Toute dictature érige la prison comme symbole de tous les arbitraires dont elle se rend coupable. Et ces incarcérations en sont la preuve. Et le schéma est connu : arrestations et ratonnades, des preuves montées de toutes pièces, chefs d’inculpation farfelus, et cela s’achève par des procès kafkaïens. Bien évidemment, avoir droit à un procès est une chance en soi. Car il n’est pas exclu qu’on vous fasse subir le sort de Luc Nkulula, ce résistant du mouvement la Lucha fermement opposé au régime Kabila et qui a péri dans un incendie aux origines obscures. C’est dire si les actes de mobilisation citoyenne portent encore aujourd’hui en Afrique leur lot de dangerosité. Ce péril, certains ont choisi de le braver, loin des jérémiades hystériques des activistes de pacotille, qui prennent leurs délires sur la toile pour des actes de courage, n’hésitant pas à se fabriquer des légendes personnelles pour une éventuelle place au soleil.

            Landry et Hervé sont deux personnes qui deviendront sans doute des personnages car ils vont s’insérer dans le grand mythe national, le grand roman national d’une autre république dont la restauration est en cours. Aussi sont-ils semblables aux idéalistes mis en musique par Pierre Claver Akendengue notamment Maronghè le caméléon et Poè. Ces deux personnages refusent la compromission et choisissent de dire la vérité et de proclamer le désir de liberté qui habite la volonté populaire, celle qui brûle de se faire entendre. S’il est vrai que ces deux personnages meurent dans leurs récits respectifs, leur message se trouve dans la symbolique même de leur mort qui est sacrificielle : la mort de Maronghè ne décourage pas ses partisans qui se « retirèrent pour se réorganiser ». De la même manière, Poè laisse en héritage un chant et une pluie chargée de symbole : pluie purificatrice et surtout de germination.

* **Consigne**
Répondez d'après l'extrait :
1. De quel mouvement Luc Nkulula était-il un résistant, et comment a-t-il péri ?
2. Qui a mis en musique Maronghè le caméléon et Poè ?
3. Que laisse Poè en héritage ?
Appuyez-vous uniquement sur l'extrait.

* **Données fournies**
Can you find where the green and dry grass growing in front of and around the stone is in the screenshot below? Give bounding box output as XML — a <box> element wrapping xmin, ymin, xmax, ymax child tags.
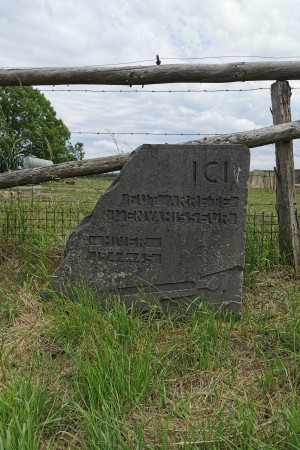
<box><xmin>0</xmin><ymin>180</ymin><xmax>300</xmax><ymax>450</ymax></box>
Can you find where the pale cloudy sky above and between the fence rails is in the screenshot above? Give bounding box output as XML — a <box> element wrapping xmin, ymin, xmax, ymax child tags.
<box><xmin>0</xmin><ymin>0</ymin><xmax>300</xmax><ymax>169</ymax></box>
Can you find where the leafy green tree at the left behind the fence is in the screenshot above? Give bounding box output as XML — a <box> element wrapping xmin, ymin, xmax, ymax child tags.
<box><xmin>0</xmin><ymin>87</ymin><xmax>84</xmax><ymax>172</ymax></box>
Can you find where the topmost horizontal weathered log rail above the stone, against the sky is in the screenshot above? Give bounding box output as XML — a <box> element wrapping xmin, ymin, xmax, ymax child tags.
<box><xmin>0</xmin><ymin>61</ymin><xmax>300</xmax><ymax>86</ymax></box>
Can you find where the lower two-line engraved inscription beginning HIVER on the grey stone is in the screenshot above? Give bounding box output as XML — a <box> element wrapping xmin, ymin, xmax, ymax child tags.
<box><xmin>89</xmin><ymin>235</ymin><xmax>161</xmax><ymax>264</ymax></box>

* **Réponse**
1. Il était résistant du mouvement la Lucha et a péri dans un incendie aux origines obscures.
2. Pierre Claver Akendengue.
3. Un chant et une pluie chargée de symbole, purificatrice et surtout de germination.